• _The input_:
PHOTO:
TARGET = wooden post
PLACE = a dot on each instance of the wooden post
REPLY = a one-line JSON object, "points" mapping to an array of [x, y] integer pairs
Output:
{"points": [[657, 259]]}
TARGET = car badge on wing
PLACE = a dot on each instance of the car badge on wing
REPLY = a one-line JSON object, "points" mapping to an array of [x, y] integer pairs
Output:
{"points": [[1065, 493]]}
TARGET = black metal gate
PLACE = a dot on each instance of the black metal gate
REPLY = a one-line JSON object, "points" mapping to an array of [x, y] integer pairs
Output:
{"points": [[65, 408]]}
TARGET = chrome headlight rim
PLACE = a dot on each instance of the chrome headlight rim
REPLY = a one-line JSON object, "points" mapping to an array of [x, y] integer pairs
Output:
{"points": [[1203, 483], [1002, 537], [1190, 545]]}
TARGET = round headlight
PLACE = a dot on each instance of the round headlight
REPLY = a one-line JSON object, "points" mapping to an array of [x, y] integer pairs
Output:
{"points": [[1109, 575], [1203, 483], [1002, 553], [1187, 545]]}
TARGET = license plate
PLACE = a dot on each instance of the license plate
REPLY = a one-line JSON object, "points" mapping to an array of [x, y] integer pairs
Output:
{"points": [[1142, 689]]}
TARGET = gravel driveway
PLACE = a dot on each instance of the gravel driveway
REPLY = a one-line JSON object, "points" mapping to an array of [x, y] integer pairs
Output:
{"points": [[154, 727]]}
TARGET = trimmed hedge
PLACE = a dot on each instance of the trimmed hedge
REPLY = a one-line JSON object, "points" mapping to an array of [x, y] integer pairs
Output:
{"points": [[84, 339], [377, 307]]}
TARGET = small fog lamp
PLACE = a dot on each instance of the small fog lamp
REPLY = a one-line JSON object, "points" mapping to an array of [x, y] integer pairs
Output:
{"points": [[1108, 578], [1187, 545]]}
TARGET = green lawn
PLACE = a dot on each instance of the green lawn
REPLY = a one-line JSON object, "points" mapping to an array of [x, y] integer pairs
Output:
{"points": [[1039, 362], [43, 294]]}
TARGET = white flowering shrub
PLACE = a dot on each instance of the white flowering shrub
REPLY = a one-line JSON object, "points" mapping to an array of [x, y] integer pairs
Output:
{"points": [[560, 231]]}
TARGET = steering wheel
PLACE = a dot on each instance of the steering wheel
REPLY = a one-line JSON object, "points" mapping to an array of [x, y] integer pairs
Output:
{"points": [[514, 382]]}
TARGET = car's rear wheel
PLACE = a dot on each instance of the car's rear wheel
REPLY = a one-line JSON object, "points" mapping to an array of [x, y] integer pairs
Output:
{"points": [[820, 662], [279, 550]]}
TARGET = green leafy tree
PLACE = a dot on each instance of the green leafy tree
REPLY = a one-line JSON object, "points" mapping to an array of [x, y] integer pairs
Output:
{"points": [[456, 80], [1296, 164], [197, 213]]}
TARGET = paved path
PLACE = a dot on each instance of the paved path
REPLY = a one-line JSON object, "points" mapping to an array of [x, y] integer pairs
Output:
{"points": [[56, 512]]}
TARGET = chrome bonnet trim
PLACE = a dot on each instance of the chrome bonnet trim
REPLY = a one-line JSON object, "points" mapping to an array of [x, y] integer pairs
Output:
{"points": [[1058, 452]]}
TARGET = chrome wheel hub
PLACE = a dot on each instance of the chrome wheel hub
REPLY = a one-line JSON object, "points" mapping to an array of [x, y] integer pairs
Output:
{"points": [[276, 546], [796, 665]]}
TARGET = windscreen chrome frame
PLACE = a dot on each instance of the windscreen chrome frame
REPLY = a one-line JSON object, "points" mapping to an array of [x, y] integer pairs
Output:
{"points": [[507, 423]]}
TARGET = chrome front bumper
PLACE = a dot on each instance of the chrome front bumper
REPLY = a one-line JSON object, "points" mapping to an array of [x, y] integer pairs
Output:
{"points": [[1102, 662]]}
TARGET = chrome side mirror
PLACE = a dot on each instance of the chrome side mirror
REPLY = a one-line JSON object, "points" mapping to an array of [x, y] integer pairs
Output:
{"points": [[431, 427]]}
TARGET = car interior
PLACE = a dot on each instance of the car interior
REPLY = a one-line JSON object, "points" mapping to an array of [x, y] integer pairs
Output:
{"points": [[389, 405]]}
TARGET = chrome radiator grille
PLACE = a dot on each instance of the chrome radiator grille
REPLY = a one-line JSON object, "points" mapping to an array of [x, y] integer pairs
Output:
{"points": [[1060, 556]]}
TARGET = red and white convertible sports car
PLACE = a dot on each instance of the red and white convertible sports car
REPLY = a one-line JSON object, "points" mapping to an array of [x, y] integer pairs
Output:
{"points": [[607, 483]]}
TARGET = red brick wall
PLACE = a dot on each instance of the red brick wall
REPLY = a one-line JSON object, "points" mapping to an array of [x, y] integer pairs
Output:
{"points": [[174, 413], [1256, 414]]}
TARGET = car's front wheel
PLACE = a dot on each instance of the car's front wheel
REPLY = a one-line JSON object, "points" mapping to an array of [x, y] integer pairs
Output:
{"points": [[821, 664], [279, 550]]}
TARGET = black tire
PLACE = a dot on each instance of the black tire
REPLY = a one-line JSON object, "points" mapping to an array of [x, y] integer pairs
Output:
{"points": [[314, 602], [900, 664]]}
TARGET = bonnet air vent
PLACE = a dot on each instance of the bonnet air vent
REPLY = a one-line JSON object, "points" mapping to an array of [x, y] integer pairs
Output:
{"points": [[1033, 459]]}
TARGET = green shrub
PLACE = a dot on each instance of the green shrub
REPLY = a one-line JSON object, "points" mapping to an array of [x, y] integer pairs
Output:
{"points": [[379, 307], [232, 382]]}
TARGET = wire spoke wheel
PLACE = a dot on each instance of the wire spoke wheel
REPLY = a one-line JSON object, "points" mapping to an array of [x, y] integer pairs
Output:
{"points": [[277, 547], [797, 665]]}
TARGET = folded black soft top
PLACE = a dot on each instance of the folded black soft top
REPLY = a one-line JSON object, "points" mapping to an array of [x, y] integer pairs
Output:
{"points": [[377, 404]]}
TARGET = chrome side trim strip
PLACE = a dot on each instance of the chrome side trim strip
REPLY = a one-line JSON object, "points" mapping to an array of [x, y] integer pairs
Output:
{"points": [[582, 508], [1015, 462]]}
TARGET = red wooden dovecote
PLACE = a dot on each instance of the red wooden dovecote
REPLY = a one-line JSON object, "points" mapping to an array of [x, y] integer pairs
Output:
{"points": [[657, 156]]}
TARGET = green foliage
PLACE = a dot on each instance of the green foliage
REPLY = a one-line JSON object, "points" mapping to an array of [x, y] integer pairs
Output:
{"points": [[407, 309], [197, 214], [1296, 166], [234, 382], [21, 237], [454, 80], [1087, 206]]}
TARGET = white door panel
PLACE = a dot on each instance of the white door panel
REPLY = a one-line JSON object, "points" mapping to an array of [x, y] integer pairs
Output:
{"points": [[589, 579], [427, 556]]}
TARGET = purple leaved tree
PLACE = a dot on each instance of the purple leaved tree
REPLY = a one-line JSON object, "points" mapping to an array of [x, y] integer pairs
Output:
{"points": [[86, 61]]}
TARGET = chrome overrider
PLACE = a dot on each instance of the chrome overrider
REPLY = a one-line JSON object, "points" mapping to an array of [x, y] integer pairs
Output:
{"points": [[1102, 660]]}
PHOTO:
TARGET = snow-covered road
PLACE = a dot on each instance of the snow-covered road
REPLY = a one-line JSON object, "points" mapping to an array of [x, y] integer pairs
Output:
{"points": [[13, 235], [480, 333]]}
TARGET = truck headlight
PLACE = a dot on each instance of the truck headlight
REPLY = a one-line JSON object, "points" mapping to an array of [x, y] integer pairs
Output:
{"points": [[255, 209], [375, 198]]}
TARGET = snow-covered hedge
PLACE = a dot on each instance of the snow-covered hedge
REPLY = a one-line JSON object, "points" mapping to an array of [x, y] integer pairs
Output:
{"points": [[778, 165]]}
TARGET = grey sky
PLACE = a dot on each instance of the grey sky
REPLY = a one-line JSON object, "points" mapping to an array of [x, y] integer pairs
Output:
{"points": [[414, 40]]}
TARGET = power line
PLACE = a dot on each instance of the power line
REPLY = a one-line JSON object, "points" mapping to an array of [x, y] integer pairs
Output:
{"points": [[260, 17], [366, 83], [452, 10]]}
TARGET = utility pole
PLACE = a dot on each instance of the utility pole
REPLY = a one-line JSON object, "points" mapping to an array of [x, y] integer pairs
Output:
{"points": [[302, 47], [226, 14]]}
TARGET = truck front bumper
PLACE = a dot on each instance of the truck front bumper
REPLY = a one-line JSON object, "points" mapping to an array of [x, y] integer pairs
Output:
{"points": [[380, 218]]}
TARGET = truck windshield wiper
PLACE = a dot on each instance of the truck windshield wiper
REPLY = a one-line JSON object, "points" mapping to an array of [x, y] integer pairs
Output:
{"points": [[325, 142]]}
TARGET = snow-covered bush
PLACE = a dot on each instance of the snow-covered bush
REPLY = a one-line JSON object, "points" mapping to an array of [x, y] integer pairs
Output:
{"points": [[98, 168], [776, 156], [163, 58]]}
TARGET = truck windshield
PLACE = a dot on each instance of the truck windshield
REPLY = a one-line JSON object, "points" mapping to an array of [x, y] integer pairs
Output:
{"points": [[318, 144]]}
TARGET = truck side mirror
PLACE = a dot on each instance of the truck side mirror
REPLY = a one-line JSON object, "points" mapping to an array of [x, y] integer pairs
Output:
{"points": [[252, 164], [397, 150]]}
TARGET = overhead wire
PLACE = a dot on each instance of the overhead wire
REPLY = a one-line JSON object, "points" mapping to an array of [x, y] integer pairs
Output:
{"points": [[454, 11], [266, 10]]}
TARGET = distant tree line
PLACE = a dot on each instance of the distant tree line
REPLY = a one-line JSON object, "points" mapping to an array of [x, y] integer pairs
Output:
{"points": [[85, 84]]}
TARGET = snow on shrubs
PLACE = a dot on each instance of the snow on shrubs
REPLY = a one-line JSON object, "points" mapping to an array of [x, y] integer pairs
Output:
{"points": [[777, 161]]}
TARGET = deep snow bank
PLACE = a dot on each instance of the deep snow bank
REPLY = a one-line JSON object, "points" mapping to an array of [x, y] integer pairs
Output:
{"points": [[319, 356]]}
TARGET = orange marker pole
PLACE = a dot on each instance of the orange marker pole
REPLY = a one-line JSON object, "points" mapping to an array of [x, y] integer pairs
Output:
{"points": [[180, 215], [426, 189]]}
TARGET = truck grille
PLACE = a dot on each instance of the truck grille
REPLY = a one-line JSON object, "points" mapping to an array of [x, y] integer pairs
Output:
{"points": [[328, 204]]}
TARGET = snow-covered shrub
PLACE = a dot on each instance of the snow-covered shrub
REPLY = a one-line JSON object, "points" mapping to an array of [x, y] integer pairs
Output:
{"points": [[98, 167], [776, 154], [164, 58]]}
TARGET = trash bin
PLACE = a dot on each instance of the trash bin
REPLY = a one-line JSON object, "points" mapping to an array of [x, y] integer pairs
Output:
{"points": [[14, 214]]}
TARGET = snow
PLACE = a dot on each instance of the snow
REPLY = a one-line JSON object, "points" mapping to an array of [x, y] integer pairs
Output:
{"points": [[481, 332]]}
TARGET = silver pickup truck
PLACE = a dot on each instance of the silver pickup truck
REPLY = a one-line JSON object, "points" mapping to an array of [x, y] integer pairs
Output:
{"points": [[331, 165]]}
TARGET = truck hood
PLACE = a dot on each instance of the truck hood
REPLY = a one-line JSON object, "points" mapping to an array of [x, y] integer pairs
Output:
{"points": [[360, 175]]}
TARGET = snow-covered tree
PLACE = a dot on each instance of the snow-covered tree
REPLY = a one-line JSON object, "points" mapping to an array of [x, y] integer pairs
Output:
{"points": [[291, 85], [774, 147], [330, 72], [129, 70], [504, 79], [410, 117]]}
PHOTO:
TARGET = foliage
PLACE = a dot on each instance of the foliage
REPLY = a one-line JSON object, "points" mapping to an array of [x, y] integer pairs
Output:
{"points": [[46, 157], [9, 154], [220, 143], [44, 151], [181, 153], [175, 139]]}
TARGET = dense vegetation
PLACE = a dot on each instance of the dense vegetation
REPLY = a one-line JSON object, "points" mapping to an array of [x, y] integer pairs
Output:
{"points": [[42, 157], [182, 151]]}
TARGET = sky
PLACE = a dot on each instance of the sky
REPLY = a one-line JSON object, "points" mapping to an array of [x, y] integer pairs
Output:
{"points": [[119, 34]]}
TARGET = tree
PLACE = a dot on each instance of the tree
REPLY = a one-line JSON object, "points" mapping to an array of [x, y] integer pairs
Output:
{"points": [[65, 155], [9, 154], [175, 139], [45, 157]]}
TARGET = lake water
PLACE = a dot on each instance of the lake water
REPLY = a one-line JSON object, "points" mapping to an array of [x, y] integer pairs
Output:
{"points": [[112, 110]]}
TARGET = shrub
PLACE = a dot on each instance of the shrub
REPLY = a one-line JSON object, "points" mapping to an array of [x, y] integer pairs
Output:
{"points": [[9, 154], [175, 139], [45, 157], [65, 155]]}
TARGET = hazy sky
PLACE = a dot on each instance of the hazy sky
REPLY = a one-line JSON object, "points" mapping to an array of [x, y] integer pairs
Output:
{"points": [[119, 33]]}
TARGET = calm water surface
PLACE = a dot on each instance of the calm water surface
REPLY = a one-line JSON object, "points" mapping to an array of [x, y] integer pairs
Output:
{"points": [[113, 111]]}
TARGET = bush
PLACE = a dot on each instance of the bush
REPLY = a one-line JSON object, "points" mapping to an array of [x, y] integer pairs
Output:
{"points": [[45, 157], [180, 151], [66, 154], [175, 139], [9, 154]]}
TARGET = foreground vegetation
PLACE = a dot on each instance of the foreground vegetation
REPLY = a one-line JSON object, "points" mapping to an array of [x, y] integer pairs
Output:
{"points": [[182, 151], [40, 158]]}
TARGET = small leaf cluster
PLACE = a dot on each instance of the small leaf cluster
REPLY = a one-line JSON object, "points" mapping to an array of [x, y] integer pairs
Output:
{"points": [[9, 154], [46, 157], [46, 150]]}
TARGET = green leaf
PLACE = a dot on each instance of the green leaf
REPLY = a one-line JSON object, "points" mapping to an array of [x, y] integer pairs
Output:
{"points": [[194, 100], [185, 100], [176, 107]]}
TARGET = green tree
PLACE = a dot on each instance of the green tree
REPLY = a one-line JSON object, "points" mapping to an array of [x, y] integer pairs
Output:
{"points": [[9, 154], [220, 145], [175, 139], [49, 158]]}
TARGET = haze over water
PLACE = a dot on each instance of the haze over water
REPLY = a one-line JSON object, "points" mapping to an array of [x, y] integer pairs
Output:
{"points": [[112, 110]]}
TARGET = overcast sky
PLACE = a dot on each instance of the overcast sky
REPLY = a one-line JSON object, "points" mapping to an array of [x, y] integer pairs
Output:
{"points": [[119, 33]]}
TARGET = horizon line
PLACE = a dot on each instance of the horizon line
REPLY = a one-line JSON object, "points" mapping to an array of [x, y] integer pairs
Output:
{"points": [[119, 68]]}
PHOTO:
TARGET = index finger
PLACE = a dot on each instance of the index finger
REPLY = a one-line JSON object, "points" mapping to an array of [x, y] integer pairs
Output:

• _Directions for this task_: Copy every line that contains "covered" from the listing above.

• _Written answer_:
TARGET = snow-covered road
PLACE = a dot on each instance of the snow-covered road
TARGET = snow-covered hedge
PLACE = a dot on each instance of the snow-covered hedge
TARGET = snow-covered bush
PLACE = a dot on each instance of the snow-covered bush
TARGET = snow-covered shrub
PLACE = a dot on each instance of the snow-covered shrub
TARGET = snow-covered tree
PLACE = a dot on each instance of the snow-covered tree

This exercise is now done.